◆ ASSIGNMENT ◆
Please answer from the SQL Server 2019 Big Data cluster text below:
(a) What do the Spark and HDFS services run behind?
(b) What lets you connect to external data sources such as MongoDB and Oracle?
(c) On what service does the tutorial set up the cluster?

◆ EXERCISE TEXT ◆
──────────────────────────────

Microsoft latest SQL Server 2019 (preview) comes in a new version, the SQL Server 2019 Big Data cluster (BDC). There are a couple of cool things about the BDC version: (1) it runs on Kubernetes (2) it integrates a sharded SQL engine (3) it integrates HDFS (a distributed file storage) (4) it integrates Spark (a distributed compute engine) (5) and both services Spark and HDFS run behind an Apache Knox Gateway (HTTPS application gateway for Hadoop).

On top, using Polybase you can connect to many different external data sources such as MongoDB, Oracle, Teradata, SAP Hana, and many more. Hence, SQL Server 2019 Big Data cluster (BDC) is a scalable, performant and maintainable SQL platform, Data Warehouse, Data Lake and Data Science platform without compromising cloud and on-premise. In this blog post I want to give you a quick start tutorial into SQL 2019 Big Data clusters (BDC) and show you how to set it up on Azure Kubernetes Services (AKS), upload some data to HDFS and access the data from SQL and Spark.

SQL Server 2019 Big Data cluster (BDC)

SQL Server 2019 Big Data cluster (BDC) is one of the most exciting pieces of technologies I have seen in a long time. Here is why.

SQL Server 2019 for Big Data architecture Source: [microsoft.com/sqlserver](https://cloudblogs.microsoft.com/sqlserver/2018/09/25/introducing-microsoft-sql-server-2019-big-data-clusters/)

──────────────────────────────

◆ STORED DATA ◆

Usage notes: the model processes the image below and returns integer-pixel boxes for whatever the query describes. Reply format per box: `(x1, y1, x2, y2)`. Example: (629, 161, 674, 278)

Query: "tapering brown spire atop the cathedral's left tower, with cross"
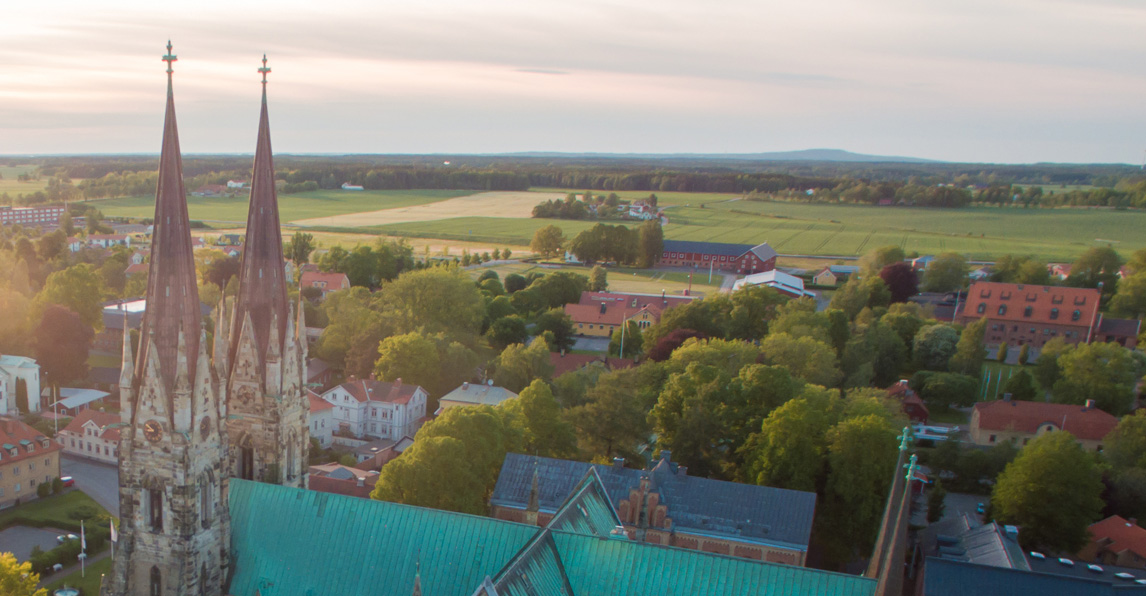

──────────────────────────────

◆ SOLUTION TO THIS EXERCISE ◆
(a) An Apache Knox Gateway
(b) Polybase
(c) Azure Kubernetes Services (AKS)